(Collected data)
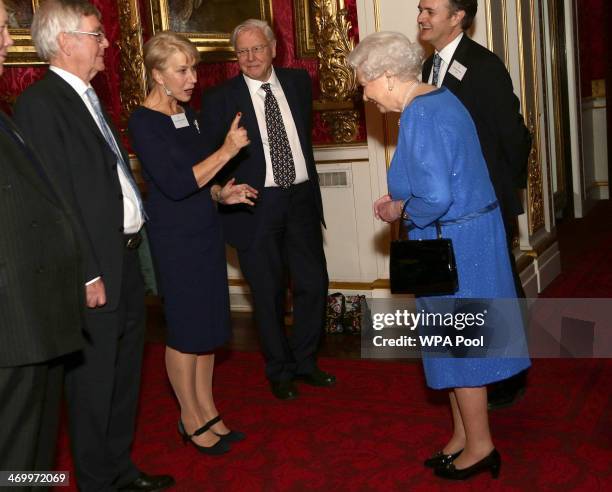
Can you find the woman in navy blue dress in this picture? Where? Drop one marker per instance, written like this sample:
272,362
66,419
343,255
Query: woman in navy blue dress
185,233
439,173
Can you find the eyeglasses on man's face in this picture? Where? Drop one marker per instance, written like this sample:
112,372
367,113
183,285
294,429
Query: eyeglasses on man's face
99,36
255,50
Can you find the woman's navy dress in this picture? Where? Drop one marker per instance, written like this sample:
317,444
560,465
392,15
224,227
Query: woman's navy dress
184,231
439,168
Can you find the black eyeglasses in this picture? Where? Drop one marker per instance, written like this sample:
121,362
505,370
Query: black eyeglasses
255,50
99,36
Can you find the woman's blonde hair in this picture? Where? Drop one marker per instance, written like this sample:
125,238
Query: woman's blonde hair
161,47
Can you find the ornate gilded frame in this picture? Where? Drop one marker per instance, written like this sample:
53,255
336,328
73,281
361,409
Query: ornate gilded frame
23,53
212,45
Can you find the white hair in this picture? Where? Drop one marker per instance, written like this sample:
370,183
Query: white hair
387,53
54,17
251,24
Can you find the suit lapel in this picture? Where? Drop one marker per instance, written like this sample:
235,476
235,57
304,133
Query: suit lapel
39,178
461,55
293,99
244,104
79,109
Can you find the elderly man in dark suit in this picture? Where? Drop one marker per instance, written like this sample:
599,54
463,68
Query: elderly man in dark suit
41,298
62,117
282,234
481,82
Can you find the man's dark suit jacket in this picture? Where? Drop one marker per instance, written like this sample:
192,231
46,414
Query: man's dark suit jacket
49,111
41,284
219,107
486,92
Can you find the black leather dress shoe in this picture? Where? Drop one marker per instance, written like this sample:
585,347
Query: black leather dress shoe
148,483
440,459
491,462
317,378
284,390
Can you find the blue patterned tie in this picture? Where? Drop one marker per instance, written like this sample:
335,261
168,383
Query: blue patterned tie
283,167
437,63
112,143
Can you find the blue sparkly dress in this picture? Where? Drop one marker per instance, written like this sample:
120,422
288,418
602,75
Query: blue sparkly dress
439,168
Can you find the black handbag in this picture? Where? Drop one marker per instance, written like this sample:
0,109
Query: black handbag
423,267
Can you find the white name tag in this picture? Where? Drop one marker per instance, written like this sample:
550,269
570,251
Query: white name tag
180,120
457,70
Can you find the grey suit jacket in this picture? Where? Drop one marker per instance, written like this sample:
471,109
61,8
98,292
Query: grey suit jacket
41,284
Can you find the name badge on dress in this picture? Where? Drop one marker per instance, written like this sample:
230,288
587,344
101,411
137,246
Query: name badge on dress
180,120
457,70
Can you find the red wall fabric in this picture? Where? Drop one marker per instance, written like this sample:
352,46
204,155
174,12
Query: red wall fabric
592,41
107,83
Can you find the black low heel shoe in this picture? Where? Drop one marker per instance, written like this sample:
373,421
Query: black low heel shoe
231,436
440,459
220,447
491,463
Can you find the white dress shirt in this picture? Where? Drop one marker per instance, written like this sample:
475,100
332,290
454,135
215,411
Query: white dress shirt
132,217
446,54
258,96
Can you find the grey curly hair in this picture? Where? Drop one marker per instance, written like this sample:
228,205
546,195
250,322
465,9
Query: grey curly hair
249,24
56,16
387,53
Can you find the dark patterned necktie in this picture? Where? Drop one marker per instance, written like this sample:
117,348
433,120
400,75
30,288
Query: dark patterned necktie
283,167
437,63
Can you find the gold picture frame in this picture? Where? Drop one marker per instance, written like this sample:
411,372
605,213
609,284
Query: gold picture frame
303,19
208,23
22,53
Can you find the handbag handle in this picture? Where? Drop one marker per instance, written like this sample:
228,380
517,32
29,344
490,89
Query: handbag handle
404,228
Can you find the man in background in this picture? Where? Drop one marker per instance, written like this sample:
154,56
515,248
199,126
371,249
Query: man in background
482,83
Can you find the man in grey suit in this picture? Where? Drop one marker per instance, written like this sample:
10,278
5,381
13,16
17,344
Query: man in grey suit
41,298
62,116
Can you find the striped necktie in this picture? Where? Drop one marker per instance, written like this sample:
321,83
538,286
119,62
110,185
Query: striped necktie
112,143
437,63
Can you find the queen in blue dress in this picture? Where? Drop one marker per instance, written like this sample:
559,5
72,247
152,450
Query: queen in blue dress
185,232
439,174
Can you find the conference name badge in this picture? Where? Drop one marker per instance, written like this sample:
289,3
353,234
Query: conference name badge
457,70
180,120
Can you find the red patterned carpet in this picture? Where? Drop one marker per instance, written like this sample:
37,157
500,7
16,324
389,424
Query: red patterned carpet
373,429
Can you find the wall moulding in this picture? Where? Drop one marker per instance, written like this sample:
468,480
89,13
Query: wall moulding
208,24
133,88
336,78
22,53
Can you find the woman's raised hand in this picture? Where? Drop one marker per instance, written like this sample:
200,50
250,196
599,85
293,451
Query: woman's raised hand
387,209
231,193
236,137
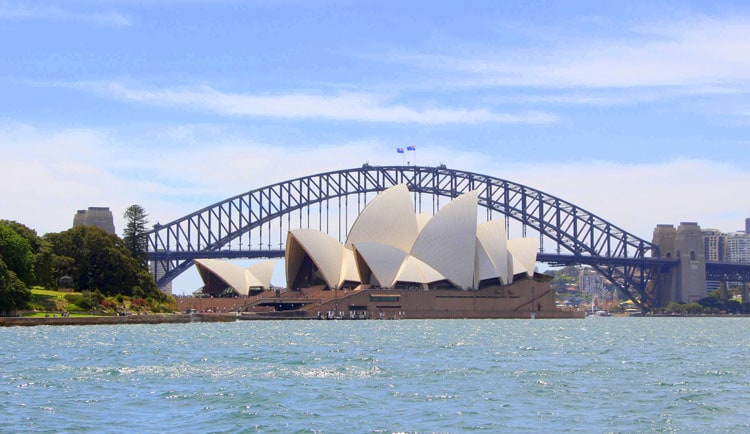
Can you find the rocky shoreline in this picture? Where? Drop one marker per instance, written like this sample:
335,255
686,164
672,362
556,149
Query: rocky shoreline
129,319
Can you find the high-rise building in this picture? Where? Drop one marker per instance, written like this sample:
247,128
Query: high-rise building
100,217
738,247
715,245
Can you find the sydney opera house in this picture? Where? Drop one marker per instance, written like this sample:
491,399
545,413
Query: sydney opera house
396,263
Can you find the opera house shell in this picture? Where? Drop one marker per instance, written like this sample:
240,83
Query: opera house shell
395,263
391,246
223,278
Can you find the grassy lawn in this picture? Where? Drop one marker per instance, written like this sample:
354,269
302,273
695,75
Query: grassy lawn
50,293
72,315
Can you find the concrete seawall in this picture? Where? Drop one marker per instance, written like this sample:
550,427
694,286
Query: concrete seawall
131,319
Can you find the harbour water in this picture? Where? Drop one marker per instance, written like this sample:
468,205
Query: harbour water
588,375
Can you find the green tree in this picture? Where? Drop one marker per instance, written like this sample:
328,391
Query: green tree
16,253
14,294
42,251
98,260
134,234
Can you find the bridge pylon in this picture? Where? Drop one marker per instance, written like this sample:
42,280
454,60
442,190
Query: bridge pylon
685,283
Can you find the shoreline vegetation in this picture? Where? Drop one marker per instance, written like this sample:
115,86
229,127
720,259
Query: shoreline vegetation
176,318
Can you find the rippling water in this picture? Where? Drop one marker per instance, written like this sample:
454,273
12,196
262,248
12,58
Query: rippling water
589,375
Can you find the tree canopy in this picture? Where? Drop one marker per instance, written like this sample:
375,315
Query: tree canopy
16,268
134,233
96,259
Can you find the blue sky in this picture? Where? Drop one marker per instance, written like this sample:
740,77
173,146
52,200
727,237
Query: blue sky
636,111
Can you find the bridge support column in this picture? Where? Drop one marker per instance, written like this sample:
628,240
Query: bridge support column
685,283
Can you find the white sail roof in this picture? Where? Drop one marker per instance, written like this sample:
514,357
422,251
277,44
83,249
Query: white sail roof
448,241
416,271
388,219
263,272
383,260
523,251
234,276
492,244
324,250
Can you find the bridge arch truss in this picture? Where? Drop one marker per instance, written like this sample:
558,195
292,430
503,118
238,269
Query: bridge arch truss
568,234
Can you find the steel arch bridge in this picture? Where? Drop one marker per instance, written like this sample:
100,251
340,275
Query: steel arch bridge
571,234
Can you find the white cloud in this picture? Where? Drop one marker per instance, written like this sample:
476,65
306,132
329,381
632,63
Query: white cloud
365,107
48,174
697,51
99,18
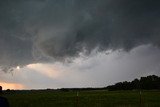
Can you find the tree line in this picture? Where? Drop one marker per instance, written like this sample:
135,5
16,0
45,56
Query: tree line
151,82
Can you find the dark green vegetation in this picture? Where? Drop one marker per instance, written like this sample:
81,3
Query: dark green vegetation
151,82
92,98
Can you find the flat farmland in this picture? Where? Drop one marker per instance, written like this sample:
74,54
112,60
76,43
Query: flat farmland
89,98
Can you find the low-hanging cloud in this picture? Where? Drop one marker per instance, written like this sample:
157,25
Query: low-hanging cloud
39,30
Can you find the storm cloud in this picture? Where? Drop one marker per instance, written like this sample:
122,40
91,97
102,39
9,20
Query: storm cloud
35,31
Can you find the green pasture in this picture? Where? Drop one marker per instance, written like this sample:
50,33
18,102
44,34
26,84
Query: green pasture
99,98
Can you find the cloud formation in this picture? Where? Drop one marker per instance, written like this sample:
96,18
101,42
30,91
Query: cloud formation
42,30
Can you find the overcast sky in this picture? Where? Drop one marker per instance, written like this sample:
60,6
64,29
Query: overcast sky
77,43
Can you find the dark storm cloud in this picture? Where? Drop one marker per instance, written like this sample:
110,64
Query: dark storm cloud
37,30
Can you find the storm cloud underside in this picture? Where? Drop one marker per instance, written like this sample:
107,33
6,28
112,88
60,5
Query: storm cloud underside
37,31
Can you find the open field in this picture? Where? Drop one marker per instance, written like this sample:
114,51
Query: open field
99,98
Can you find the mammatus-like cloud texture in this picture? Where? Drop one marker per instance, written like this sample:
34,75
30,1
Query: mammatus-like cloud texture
39,30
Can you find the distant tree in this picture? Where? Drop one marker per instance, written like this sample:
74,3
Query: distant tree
147,83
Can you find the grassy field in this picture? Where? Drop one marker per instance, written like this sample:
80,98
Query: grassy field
100,98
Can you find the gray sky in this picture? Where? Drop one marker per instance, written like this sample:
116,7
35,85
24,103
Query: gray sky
77,43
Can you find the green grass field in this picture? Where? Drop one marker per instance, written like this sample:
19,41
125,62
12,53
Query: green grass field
100,98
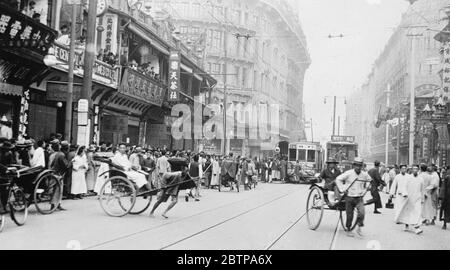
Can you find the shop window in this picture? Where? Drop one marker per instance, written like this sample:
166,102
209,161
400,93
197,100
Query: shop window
311,156
302,155
40,10
42,121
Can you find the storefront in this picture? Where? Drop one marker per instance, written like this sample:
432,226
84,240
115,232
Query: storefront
23,45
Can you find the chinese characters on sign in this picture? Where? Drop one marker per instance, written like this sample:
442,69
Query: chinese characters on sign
174,79
24,106
136,85
446,70
109,37
20,31
349,139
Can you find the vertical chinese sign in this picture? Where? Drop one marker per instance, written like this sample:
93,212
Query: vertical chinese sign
446,70
109,37
174,79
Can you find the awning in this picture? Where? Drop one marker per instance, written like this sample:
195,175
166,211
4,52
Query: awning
10,89
186,68
443,133
133,28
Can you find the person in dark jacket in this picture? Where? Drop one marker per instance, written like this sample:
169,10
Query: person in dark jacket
194,172
329,175
376,183
59,164
444,197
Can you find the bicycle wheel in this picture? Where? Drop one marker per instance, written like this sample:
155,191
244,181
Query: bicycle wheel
117,196
47,194
141,205
343,217
18,206
315,208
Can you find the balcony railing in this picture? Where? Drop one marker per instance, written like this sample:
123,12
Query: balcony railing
142,87
20,32
103,73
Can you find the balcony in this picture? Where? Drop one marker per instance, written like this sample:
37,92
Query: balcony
142,87
103,73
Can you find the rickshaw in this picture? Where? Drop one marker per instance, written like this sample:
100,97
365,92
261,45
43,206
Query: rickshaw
318,202
225,179
119,196
12,195
45,187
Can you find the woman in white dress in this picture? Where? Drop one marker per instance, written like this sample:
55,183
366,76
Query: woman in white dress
215,179
79,168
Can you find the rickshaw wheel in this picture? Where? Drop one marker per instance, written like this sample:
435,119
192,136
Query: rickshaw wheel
18,206
141,205
121,190
343,217
315,208
46,188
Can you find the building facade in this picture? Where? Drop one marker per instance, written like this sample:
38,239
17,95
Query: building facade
258,50
392,69
131,76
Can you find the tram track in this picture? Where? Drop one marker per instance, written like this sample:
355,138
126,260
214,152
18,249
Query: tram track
283,195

* _Task brief_: In the listing above, find the line containing "Can you find the woman in white" and please quote exactly that line through the last one, and no other lines.

* _Answer to this problem_:
Can you find the woman in white dress in this picture? Where? Drop one marker per instance, written like this sample:
55,183
366,76
Query: woman in white dress
215,179
79,168
Can you find the rickshaw wheel in this picture? Where? Drop one marker per instance, written like this sample:
435,119
192,136
Query: rickshaw wheel
18,206
141,205
121,190
343,217
315,208
46,188
Can you find the building facade in this picture? Where? Drop one marker per instance, written like this sample:
38,239
17,95
Query: building facade
258,50
392,69
131,76
Can you find the tram track in this picture? Where? Drop one marker per instance, written like this sample:
355,138
126,260
214,152
18,249
Query: tram track
283,195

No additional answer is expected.